- _Exercise requirements_:
Produce a verbatim transcript of the entries below, excluding pictures.
╭─ Data
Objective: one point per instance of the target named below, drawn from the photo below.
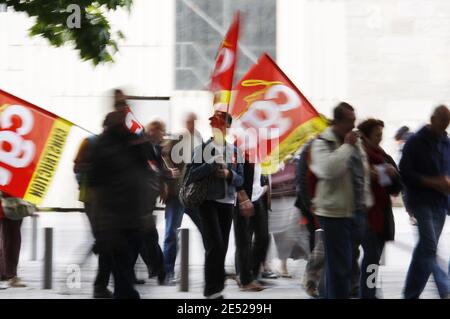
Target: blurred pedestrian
(177, 154)
(425, 169)
(221, 163)
(385, 181)
(342, 197)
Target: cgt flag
(32, 143)
(222, 77)
(272, 118)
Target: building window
(198, 37)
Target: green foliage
(93, 39)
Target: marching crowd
(342, 192)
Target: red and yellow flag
(272, 118)
(32, 141)
(222, 76)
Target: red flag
(222, 77)
(32, 141)
(272, 117)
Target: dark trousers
(259, 227)
(104, 261)
(338, 243)
(174, 216)
(430, 222)
(373, 246)
(251, 252)
(149, 248)
(216, 220)
(10, 241)
(121, 246)
(103, 273)
(151, 252)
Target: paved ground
(73, 279)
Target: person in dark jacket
(251, 252)
(117, 179)
(380, 218)
(221, 163)
(425, 169)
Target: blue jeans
(339, 244)
(430, 222)
(174, 216)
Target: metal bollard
(184, 281)
(48, 258)
(34, 237)
(383, 257)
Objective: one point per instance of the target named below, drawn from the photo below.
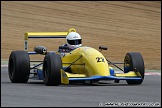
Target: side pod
(64, 77)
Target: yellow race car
(83, 64)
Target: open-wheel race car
(83, 64)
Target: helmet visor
(74, 42)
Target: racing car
(83, 64)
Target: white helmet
(73, 40)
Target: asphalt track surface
(36, 94)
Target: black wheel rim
(11, 67)
(45, 70)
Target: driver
(73, 40)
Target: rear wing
(45, 35)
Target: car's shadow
(85, 84)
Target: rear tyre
(134, 60)
(19, 67)
(51, 69)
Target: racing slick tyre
(134, 62)
(19, 67)
(51, 69)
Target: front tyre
(19, 67)
(134, 60)
(51, 69)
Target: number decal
(100, 59)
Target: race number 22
(100, 59)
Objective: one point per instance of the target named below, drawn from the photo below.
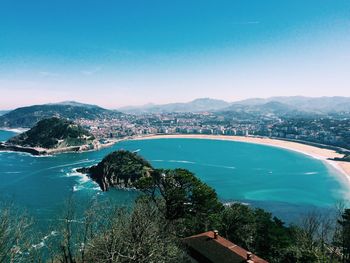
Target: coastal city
(331, 130)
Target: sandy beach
(315, 152)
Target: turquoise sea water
(283, 182)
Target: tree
(183, 197)
(344, 243)
(140, 235)
(14, 234)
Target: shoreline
(321, 154)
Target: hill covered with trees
(173, 204)
(53, 133)
(27, 117)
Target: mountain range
(197, 105)
(27, 117)
(320, 105)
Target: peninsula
(52, 135)
(118, 169)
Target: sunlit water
(281, 181)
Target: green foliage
(185, 198)
(344, 239)
(138, 236)
(53, 132)
(29, 116)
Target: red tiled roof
(218, 249)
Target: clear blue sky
(117, 53)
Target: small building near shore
(209, 247)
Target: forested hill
(27, 117)
(118, 169)
(53, 133)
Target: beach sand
(315, 152)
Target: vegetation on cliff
(174, 204)
(118, 169)
(29, 116)
(53, 133)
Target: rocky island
(52, 135)
(119, 169)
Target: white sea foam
(15, 130)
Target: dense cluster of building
(326, 130)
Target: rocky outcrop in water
(118, 169)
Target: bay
(286, 183)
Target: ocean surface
(286, 183)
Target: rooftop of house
(209, 247)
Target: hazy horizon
(117, 54)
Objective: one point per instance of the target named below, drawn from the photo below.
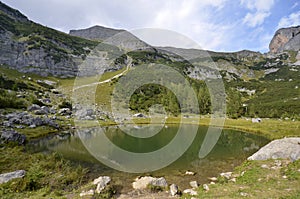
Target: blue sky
(219, 25)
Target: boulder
(282, 148)
(87, 193)
(143, 182)
(12, 136)
(6, 177)
(65, 111)
(191, 192)
(226, 175)
(101, 183)
(174, 189)
(33, 107)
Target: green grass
(258, 182)
(46, 175)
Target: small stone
(243, 194)
(191, 192)
(232, 180)
(189, 173)
(87, 193)
(6, 177)
(194, 184)
(101, 183)
(143, 182)
(213, 179)
(264, 166)
(205, 187)
(173, 189)
(226, 175)
(284, 177)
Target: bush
(10, 100)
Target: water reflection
(232, 148)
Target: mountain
(266, 84)
(32, 48)
(286, 39)
(95, 33)
(121, 38)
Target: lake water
(232, 148)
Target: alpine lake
(231, 149)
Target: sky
(218, 25)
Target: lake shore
(270, 128)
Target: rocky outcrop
(95, 33)
(144, 182)
(286, 148)
(120, 38)
(6, 177)
(285, 39)
(101, 183)
(38, 49)
(12, 136)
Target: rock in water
(101, 183)
(6, 177)
(12, 136)
(286, 39)
(143, 182)
(282, 148)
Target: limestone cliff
(33, 48)
(285, 39)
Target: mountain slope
(285, 39)
(33, 48)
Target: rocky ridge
(285, 39)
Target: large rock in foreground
(282, 148)
(144, 182)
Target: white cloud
(255, 19)
(291, 20)
(260, 10)
(258, 5)
(295, 5)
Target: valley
(55, 88)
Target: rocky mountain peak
(96, 32)
(285, 39)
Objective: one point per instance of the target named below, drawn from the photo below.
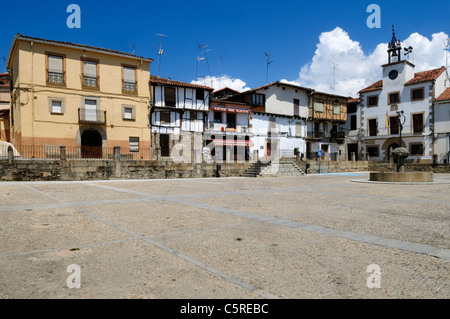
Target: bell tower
(394, 49)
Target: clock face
(393, 74)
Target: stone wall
(56, 170)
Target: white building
(442, 127)
(404, 99)
(179, 112)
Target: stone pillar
(117, 163)
(10, 154)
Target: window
(351, 108)
(417, 94)
(164, 117)
(55, 69)
(169, 96)
(394, 98)
(258, 99)
(56, 107)
(128, 112)
(353, 124)
(372, 100)
(318, 106)
(336, 109)
(90, 79)
(134, 144)
(394, 125)
(200, 94)
(416, 149)
(373, 127)
(418, 123)
(129, 79)
(296, 107)
(373, 151)
(231, 120)
(217, 117)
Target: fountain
(400, 154)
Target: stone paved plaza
(293, 237)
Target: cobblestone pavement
(313, 236)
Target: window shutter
(129, 75)
(90, 68)
(55, 64)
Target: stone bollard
(10, 154)
(117, 162)
(62, 153)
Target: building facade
(178, 118)
(402, 102)
(442, 127)
(5, 105)
(278, 119)
(228, 135)
(326, 113)
(78, 95)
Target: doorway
(164, 144)
(352, 148)
(91, 144)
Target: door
(91, 144)
(90, 111)
(352, 148)
(164, 144)
(324, 148)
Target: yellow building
(78, 95)
(4, 107)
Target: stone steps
(287, 168)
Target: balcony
(90, 81)
(337, 135)
(316, 135)
(91, 116)
(129, 87)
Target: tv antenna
(335, 67)
(196, 67)
(203, 47)
(446, 48)
(267, 66)
(160, 51)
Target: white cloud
(356, 69)
(221, 82)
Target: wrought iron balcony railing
(55, 77)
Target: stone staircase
(282, 168)
(256, 169)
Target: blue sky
(239, 32)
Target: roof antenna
(446, 48)
(267, 66)
(334, 66)
(160, 52)
(196, 67)
(204, 46)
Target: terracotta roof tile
(158, 80)
(426, 76)
(82, 46)
(444, 96)
(374, 87)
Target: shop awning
(230, 109)
(242, 143)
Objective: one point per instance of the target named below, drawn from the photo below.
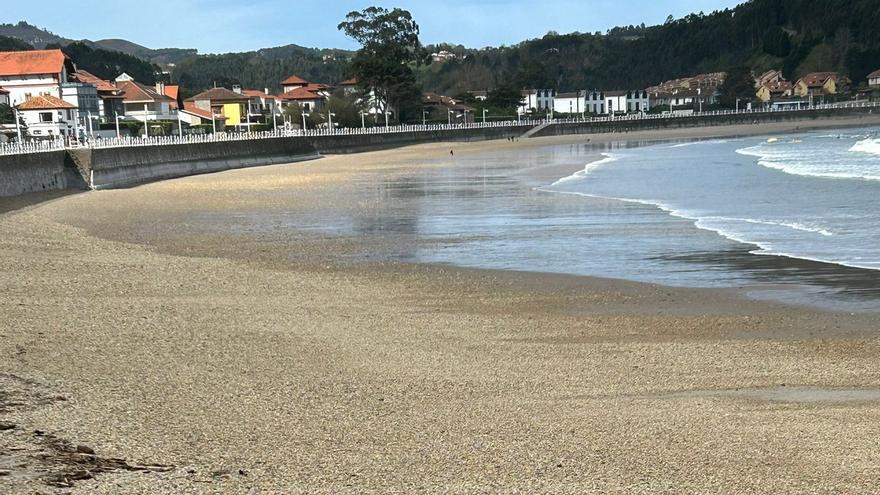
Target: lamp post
(17, 125)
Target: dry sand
(198, 362)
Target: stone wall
(33, 172)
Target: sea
(794, 217)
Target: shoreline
(152, 324)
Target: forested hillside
(263, 68)
(798, 36)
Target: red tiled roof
(818, 79)
(172, 90)
(133, 92)
(301, 94)
(293, 80)
(45, 102)
(256, 93)
(779, 87)
(219, 94)
(31, 62)
(89, 78)
(190, 107)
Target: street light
(330, 116)
(17, 125)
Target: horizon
(240, 32)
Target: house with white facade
(33, 73)
(47, 116)
(537, 100)
(570, 103)
(144, 103)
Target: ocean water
(793, 218)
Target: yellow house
(231, 106)
(817, 84)
(774, 90)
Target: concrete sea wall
(563, 129)
(36, 172)
(120, 167)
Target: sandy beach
(148, 349)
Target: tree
(505, 96)
(739, 84)
(346, 108)
(389, 47)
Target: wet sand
(236, 361)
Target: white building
(617, 102)
(33, 73)
(85, 98)
(570, 103)
(47, 116)
(537, 100)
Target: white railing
(15, 148)
(96, 143)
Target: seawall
(563, 129)
(120, 167)
(37, 172)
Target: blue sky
╰─
- _Task solution_:
Objective: one point per instance of the target named below, drawn from the photo below.
Target: blurred pedestrian
(177, 154)
(425, 169)
(221, 163)
(385, 181)
(342, 197)
Target: cgt flag
(32, 143)
(222, 77)
(272, 118)
Target: building window
(198, 37)
Target: green foliage
(93, 39)
Target: marching crowd
(342, 192)
Target: red and yellow flag
(272, 118)
(32, 141)
(222, 76)
Target: red flag
(222, 77)
(32, 141)
(272, 117)
Target: dark trousers
(259, 227)
(104, 261)
(338, 243)
(174, 216)
(430, 222)
(373, 246)
(251, 252)
(149, 248)
(216, 220)
(10, 241)
(121, 246)
(103, 273)
(151, 252)
Target: paved ground
(73, 279)
Target: person in dark jacket
(251, 252)
(117, 179)
(380, 218)
(221, 163)
(425, 169)
Target: blue jeans
(339, 244)
(430, 222)
(174, 216)
Target: metal bollard
(184, 281)
(48, 258)
(34, 237)
(383, 257)
Objective: one point per instance of the target named below, drawn from the photo below.
Target: side pod
(64, 77)
Target: yellow race car
(83, 64)
Target: open-wheel race car
(83, 64)
Target: helmet visor
(74, 42)
Target: racing car
(83, 64)
Target: white helmet
(73, 40)
Target: asphalt track surface
(36, 94)
Target: black wheel rim
(11, 67)
(45, 70)
Target: driver
(73, 40)
Target: rear wing
(45, 35)
Target: car's shadow
(85, 84)
Target: rear tyre
(134, 60)
(19, 67)
(51, 69)
Target: racing slick tyre
(134, 62)
(19, 67)
(51, 69)
Target: front tyre
(19, 67)
(134, 60)
(51, 69)
Target: number decal
(100, 59)
Target: race number 22
(100, 59)
Objective: one point per instance of the target named below, drawn from the photo below.
Target: coastal city
(331, 130)
Target: sandy beach
(315, 152)
Target: turquoise sea water
(283, 182)
Target: tree
(183, 197)
(344, 243)
(140, 235)
(14, 234)
Target: shoreline
(321, 154)
Target: hill covered with trees
(173, 204)
(53, 133)
(27, 117)
Target: mountain range
(197, 105)
(27, 117)
(320, 105)
Target: peninsula
(52, 135)
(118, 169)
Target: sunlit water
(281, 181)
Target: green foliage
(185, 198)
(344, 239)
(138, 236)
(53, 132)
(29, 116)
Target: red tiled roof
(218, 249)
Target: clear blue sky
(117, 53)
Target: small building near shore
(209, 247)
Target: forested hill
(27, 117)
(118, 169)
(53, 133)
Target: beach sand
(315, 152)
Target: vegetation on cliff
(174, 204)
(118, 169)
(29, 116)
(53, 133)
Target: rocky island
(52, 135)
(119, 169)
Target: white sea foam
(15, 130)
Target: dense cluster of building
(326, 130)
Target: rocky outcrop in water
(118, 169)
Target: bay
(286, 183)
Target: ocean surface
(286, 183)
Target: rooftop of house
(209, 247)
Target: hazy horizon
(117, 54)
Objective: one point per instance of the target named below, drawn from the photo below.
Target: blue sky
(219, 25)
Target: boulder
(282, 148)
(87, 193)
(143, 182)
(12, 136)
(6, 177)
(65, 111)
(191, 192)
(226, 175)
(101, 183)
(174, 189)
(33, 107)
Target: green grass
(258, 182)
(46, 175)
Target: small stone
(243, 194)
(191, 192)
(232, 180)
(189, 173)
(87, 193)
(6, 177)
(194, 184)
(101, 183)
(143, 182)
(213, 179)
(264, 166)
(205, 187)
(173, 189)
(226, 175)
(284, 177)
Target: bush
(10, 100)
Target: water reflection
(232, 148)
Target: mountain
(266, 84)
(32, 48)
(286, 39)
(95, 33)
(121, 38)
Target: lake water
(232, 148)
Target: alpine lake
(231, 149)
Target: sky
(218, 25)
Target: lake shore
(270, 128)
Target: rocky outcrop
(95, 33)
(144, 182)
(286, 148)
(120, 38)
(6, 177)
(285, 39)
(101, 183)
(38, 49)
(12, 136)
Target: rock in water
(101, 183)
(6, 177)
(12, 136)
(286, 39)
(143, 182)
(282, 148)
Target: limestone cliff
(33, 48)
(285, 39)
Target: mountain slope
(285, 39)
(33, 48)
Target: rocky ridge
(285, 39)
Target: large rock in foreground
(282, 148)
(144, 182)
Target: white cloud
(255, 19)
(291, 20)
(260, 10)
(258, 5)
(295, 5)
Target: valley
(55, 88)
Target: rocky mountain peak
(96, 32)
(285, 39)
Objective: one point per instance of the target named below, drawn from the photo below.
Target: bell tower
(394, 49)
Target: clock face
(393, 74)
Target: stone wall
(56, 170)
Target: white building
(442, 127)
(404, 99)
(179, 112)
Target: stone pillar
(117, 163)
(10, 154)
Target: window
(351, 108)
(417, 94)
(164, 117)
(55, 69)
(169, 96)
(394, 98)
(258, 99)
(56, 107)
(128, 112)
(353, 124)
(372, 100)
(318, 106)
(336, 109)
(90, 79)
(134, 144)
(394, 125)
(200, 94)
(416, 149)
(373, 127)
(418, 123)
(129, 79)
(296, 107)
(373, 151)
(231, 120)
(217, 117)
Target: fountain
(400, 154)
Target: stone paved plaza
(293, 237)
Target: cobblestone pavement
(313, 236)
Target: window shutter
(129, 75)
(90, 68)
(55, 64)
Target: stone bollard
(10, 154)
(117, 162)
(62, 153)
Target: building facade
(178, 118)
(402, 102)
(442, 127)
(5, 105)
(278, 119)
(228, 135)
(326, 113)
(78, 95)
Target: doorway
(164, 144)
(352, 148)
(91, 144)
Target: door
(91, 144)
(90, 111)
(352, 148)
(164, 144)
(324, 148)
Target: yellow building
(78, 95)
(4, 107)
Target: stone steps
(287, 168)
Target: balcony
(90, 81)
(337, 135)
(316, 135)
(91, 116)
(129, 87)
Target: tv antenna
(335, 67)
(196, 67)
(203, 47)
(446, 48)
(267, 66)
(160, 51)
Target: white cloud
(356, 69)
(221, 82)
Target: wrought iron balcony railing
(55, 77)
Target: stone staircase
(282, 168)
(256, 169)
Target: blue sky
(239, 32)
Target: roof antenna
(446, 48)
(267, 66)
(334, 66)
(160, 52)
(196, 67)
(204, 46)
Target: terracotta roof tile
(158, 80)
(426, 76)
(82, 46)
(444, 96)
(374, 87)
Target: shop awning
(230, 109)
(242, 143)
Objective: one point per instance of the target named below, drawn from the photo below.
Target: lamp post
(17, 125)
Target: dry sand
(198, 362)
Target: stone wall
(33, 172)
Target: sea
(794, 217)
Target: shoreline
(152, 324)
Target: forested hillside
(263, 68)
(798, 36)
Target: red tiled roof
(818, 79)
(172, 90)
(133, 92)
(301, 94)
(293, 80)
(45, 102)
(256, 93)
(779, 87)
(219, 94)
(31, 62)
(89, 78)
(190, 107)
Target: street light
(330, 116)
(17, 125)
Target: horizon
(240, 32)
Target: house with white facade
(33, 73)
(47, 116)
(537, 100)
(570, 103)
(144, 103)
Target: ocean water
(793, 218)
Target: yellow house
(231, 106)
(817, 84)
(774, 90)
Target: concrete sea wall
(563, 129)
(36, 172)
(120, 167)
Target: sandy beach
(148, 349)
Target: tree
(505, 96)
(739, 84)
(346, 108)
(389, 47)
Target: wet sand
(236, 361)
Target: white building
(617, 102)
(33, 73)
(85, 98)
(570, 103)
(47, 116)
(537, 100)
Target: white railing
(15, 148)
(96, 143)
Target: seawall
(563, 129)
(120, 167)
(37, 172)
Target: blue sky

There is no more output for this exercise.